▶ _YOUR INSTRUCTIONS_
Reproduce the entries below with every "Tag" swapped for "Mark", leaving all other text unchanged.

-- START PROVIDED DATA --

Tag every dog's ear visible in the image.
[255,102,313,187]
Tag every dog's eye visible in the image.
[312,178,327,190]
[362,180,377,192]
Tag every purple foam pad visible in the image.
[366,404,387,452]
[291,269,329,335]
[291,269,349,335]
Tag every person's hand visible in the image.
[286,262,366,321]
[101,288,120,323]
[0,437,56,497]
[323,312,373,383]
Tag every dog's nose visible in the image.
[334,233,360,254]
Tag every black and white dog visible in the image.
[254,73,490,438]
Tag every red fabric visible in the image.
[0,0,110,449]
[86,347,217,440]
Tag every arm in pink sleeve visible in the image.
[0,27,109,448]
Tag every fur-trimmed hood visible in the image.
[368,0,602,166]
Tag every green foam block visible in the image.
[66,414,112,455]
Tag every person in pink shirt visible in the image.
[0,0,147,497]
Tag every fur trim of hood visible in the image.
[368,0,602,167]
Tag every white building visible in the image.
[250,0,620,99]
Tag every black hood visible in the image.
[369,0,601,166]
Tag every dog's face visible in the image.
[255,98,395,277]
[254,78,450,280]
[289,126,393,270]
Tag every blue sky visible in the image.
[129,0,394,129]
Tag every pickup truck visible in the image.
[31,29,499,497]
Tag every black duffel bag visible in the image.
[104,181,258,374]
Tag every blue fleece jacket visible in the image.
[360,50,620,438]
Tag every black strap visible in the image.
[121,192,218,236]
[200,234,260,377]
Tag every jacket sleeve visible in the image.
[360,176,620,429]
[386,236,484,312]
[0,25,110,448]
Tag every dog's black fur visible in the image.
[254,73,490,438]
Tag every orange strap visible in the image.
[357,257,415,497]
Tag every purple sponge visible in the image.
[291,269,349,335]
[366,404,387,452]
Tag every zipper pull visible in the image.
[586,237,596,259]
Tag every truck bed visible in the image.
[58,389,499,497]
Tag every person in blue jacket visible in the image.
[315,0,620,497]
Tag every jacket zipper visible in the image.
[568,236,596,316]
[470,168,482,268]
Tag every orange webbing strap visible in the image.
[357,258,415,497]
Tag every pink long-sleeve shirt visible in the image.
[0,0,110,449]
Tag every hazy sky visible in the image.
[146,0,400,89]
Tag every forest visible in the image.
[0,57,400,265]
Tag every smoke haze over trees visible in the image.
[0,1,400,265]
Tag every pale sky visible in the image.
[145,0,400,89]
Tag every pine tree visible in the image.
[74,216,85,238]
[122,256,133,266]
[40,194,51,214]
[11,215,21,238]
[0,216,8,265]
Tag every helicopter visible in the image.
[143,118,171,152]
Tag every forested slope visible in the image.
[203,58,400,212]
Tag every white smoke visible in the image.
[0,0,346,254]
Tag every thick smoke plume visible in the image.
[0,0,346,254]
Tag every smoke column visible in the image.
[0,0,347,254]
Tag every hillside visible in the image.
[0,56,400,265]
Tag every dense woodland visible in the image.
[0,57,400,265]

-- END PROVIDED DATA --

▶ _ANSWER FOR THIS EXERCISE_
Mark every dog's ear visible in the image.
[255,102,313,187]
Mark every dog's eye visible in the image.
[312,178,327,190]
[362,180,377,192]
Mark every purple foam pad visible in the image.
[366,404,387,452]
[291,269,329,335]
[291,269,349,335]
Mark every person's hand visible in the image.
[286,262,366,321]
[101,288,120,323]
[0,437,56,497]
[323,312,373,383]
Mark every dog's nose visible in the image.
[334,233,360,254]
Mark every black and white dog visible in the image.
[254,73,490,438]
Mark every red fabric visible in the image.
[0,0,110,449]
[86,347,217,440]
Mark every arm in pink sleeve visible in the image.
[0,27,109,448]
Mark every fur-trimmed hood visible in the image.
[368,0,602,166]
Mark every green foam block visible in the image.
[66,414,112,455]
Mark every person in pink shirt visible in the image.
[0,0,147,497]
Mark every fur trim of hood visible in the image.
[368,0,602,167]
Mark every white building visible in the image.
[250,0,620,99]
Mark every black hood visible in the image.
[369,0,601,166]
Mark every dog's face visible in the image.
[255,98,395,277]
[254,78,450,280]
[289,126,393,270]
Mark every blue sky visible in the image.
[129,0,394,129]
Mark every pickup truck visible in the image.
[31,29,499,497]
Mark every black duffel bag visible in the image.
[104,181,258,374]
Mark every blue fleece jacket visible in the image.
[360,50,620,438]
Mark every black strap visible in the image.
[121,192,218,236]
[200,234,260,377]
Mark every jacket sleeve visible in the image.
[360,176,620,429]
[386,236,484,312]
[0,25,110,448]
Mark every dog's black fur visible in the image.
[254,73,490,438]
Mark every orange strap visible in the image.
[357,257,415,497]
Mark every purple sponge visible in the image.
[291,269,349,335]
[366,404,387,452]
Mark every zipper pull visible in the image.
[586,237,596,259]
Mark every truck bed visible in the image.
[58,389,499,497]
Mark every person in blue jacket visible in the image.
[315,0,620,497]
Mark every jacket zipper visible in the image.
[568,236,596,316]
[470,168,482,268]
Mark every orange webbing strap visible in the image.
[357,258,415,497]
Mark every pink long-sleeve shirt visible in the image.
[0,0,110,449]
Mark every hazy sky visible in the image.
[146,0,400,89]
Mark every forest visible in the image.
[0,57,400,265]
Mark every smoke haze over trees visible in the image.
[0,1,400,265]
Mark every pale sky visible in the image.
[145,0,400,89]
Mark every pine tree visible in the image.
[74,216,85,238]
[122,256,133,266]
[40,194,51,214]
[11,215,21,238]
[0,216,8,265]
Mark every helicopter visible in the image.
[143,118,171,152]
Mark every forested slope visible in the image.
[203,58,400,212]
Mark every white smoke visible in the image.
[0,0,346,254]
Mark every thick smoke plume visible in the image.
[0,0,346,254]
Mark every smoke column visible in the image.
[0,0,347,254]
Mark every hillside visible in the image.
[0,56,400,265]
Mark every dense woodland visible in the image.
[0,57,400,265]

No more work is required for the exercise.